Même si elle n’a que quelques années d’expérience professionnelle dans le domaine, l’illustratrice Myriam Wares connait déjà une carrière impressionnante au Québec ainsi qu’à l’extérieur de la province. Ses œuvres, conçues comme une trame narrative, ont des airs de légende et de mythe où l’aventure et l’inconnu semblent briller.
Entrevue avec l’illustratrice au talent indéniable.
Qui êtes-vous, quel est votre médium de prédilection et pourquoi?
Je suis une illustratrice professionnelle native de Montréal. Je suis diplômée du programme d’illustration du Collège Dawson depuis 2018. J’ai décroché mon premier emploi dans le domaine comme illustratrice chez Poches & Fils, une compagnie qui produit des t-shirts avec poches illustrées. Un an plus tard, je me suis lancée à mon compte.

=======

Exercices:
1. Relevez tous les noms de lieux et d'organisations qui figurent dans l'entrevue.
2. Extrayez chaque ligne des enregistrements qui contient la chaîne « trees », en tenant compte de la casse.
L'entrevue et les enregistrements n'ont aucun rapport entre eux.

Enregistrements fournis:

=======

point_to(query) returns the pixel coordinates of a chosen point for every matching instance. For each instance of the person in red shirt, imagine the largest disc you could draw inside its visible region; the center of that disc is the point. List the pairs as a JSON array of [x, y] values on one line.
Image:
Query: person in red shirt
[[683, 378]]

=======

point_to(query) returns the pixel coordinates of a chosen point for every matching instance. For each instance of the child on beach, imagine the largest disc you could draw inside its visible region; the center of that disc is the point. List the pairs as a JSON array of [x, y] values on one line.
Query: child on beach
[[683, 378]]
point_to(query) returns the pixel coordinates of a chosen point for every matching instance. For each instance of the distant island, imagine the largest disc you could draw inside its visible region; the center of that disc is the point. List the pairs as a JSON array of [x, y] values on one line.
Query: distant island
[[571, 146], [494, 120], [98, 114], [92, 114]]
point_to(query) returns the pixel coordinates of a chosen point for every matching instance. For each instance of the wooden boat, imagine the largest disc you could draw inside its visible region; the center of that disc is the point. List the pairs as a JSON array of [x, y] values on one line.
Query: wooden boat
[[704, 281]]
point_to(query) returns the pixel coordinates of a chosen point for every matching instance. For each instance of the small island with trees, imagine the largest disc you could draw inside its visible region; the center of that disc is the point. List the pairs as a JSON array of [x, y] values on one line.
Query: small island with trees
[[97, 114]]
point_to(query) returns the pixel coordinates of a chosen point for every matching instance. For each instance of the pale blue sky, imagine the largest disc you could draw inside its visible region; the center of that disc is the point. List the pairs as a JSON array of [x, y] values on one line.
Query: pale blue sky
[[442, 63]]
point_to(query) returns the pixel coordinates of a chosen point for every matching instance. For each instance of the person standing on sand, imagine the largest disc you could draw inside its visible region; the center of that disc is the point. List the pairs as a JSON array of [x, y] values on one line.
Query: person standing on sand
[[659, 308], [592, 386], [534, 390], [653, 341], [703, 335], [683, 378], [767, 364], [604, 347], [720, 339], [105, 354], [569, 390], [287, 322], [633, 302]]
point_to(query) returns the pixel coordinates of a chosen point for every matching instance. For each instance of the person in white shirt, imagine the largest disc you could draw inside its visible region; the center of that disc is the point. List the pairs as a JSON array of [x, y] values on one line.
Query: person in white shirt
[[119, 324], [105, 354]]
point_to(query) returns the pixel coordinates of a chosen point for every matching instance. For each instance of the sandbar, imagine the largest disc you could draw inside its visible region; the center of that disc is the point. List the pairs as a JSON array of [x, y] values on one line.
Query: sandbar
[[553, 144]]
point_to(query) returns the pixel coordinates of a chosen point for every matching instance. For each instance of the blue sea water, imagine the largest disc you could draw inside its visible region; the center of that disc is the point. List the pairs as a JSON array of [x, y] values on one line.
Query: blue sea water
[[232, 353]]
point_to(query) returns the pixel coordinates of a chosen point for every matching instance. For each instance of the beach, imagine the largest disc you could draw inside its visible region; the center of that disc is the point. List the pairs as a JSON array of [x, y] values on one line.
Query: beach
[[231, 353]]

=======

Corrigé des exercices:
1. Québec, Montréal, Collège Dawson, Poches & Fils

2.
point_to(query) returns the pixel coordinates of a chosen point for every matching instance. For each instance of the small island with trees, imagine the largest disc you could draw inside its visible region; the center of that disc is the point. List the pairs as a JSON array of [x, y] values on one line.
Query: small island with trees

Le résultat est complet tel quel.